Diano and her research team designed the study to help understand how neurons in the brain that regulate appetite affect systemic glucose levels. The team used mouse models in which a specific mitochondrial protein, dynamin-related protein 1 (DRP1), was either missing or present in varying amounts in the subset of brain cells that sense circulating sugar levels.
The researchers found that depending on whether the mouse was hungry or not, mitochondria displayed dynamic changes in size and shape, driven by the DRP1 protein.
“We found that when DRP1 activity in the neurons was missing, these neurons were more sensitive to changes in glucose levels,” said Diano, who is also a member of the Program in Integrative Cell Signaling and Neurobiology of Metabolism and the director of the Reproductive Neuroscience Group at Yale University School of Medicine. “What surprised our research team was that these intracellular changes in this small subset of neurons were specifically important to increase blood sugar levels during a fasting period by activating the so-called counter-regulatory responses to hypoglycemia, in which the brain senses lower glucose levels and sends signals to peripheral organs such as the liver to increase glucose production.”

SUPPLIED MATERIAL
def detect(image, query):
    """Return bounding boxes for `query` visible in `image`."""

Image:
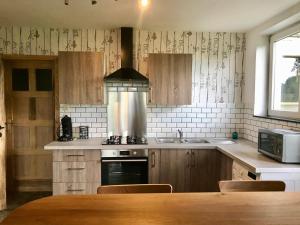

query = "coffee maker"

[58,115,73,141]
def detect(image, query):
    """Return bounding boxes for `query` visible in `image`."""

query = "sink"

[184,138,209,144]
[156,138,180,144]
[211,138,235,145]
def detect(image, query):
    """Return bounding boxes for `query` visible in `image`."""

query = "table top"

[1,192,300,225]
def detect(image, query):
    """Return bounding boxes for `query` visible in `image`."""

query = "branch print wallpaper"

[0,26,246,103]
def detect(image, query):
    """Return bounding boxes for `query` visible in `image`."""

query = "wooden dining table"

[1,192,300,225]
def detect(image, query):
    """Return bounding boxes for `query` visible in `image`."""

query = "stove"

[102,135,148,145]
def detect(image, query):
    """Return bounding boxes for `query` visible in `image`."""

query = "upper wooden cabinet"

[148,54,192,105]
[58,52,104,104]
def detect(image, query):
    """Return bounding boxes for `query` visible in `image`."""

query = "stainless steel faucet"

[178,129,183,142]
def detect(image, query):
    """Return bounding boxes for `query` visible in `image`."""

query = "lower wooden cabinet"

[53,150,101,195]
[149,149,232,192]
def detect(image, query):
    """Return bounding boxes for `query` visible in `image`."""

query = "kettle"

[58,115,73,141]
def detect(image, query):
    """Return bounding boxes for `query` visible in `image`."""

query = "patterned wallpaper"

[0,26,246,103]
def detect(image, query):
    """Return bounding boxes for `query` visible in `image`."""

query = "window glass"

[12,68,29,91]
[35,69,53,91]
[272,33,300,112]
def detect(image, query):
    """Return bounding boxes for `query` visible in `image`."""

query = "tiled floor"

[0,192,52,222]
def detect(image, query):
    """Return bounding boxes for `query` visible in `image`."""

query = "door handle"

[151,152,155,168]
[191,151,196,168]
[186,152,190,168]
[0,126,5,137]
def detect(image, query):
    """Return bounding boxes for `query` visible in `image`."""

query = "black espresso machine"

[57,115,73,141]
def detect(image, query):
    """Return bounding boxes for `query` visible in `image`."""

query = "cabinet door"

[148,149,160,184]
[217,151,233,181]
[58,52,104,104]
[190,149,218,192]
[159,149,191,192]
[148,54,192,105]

==

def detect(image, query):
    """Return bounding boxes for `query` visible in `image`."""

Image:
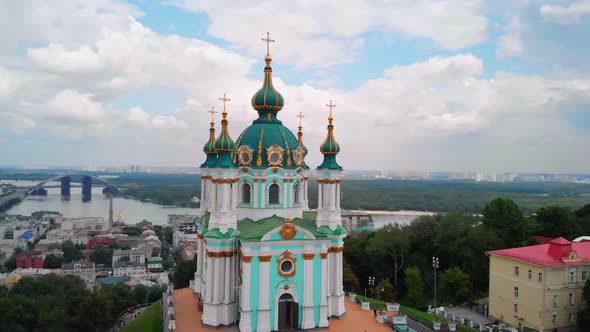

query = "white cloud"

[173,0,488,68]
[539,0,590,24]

PROMPT 1
Reproduce the DRP1 study passage word for word, starting at the words containing "Diano and her" and stopping after "the DRP1 protein.".
PROMPT 2
In the DRP1 study passage, what protein drove the changes in mitochondrial size and shape?
PROMPT 3
List every named program, group, or institution in the DRP1 study passage.

RESPONSE AREA 1
Diano and her research team designed the study to help understand how neurons in the brain that regulate appetite affect systemic glucose levels. The team used mouse models in which a specific mitochondrial protein, dynamin-related protein 1 (DRP1), was either missing or present in varying amounts in the subset of brain cells that sense circulating sugar levels.
The researchers found that depending on whether the mouse was hungry or not, mitochondria displayed dynamic changes in size and shape, driven by the DRP1 protein.

RESPONSE AREA 2
Dynamin-related protein 1 (DRP1).

RESPONSE AREA 3
Program in Integrative Cell Signaling and Neurobiology of Metabolism
Reproductive Neuroscience Group
Yale University School of Medicine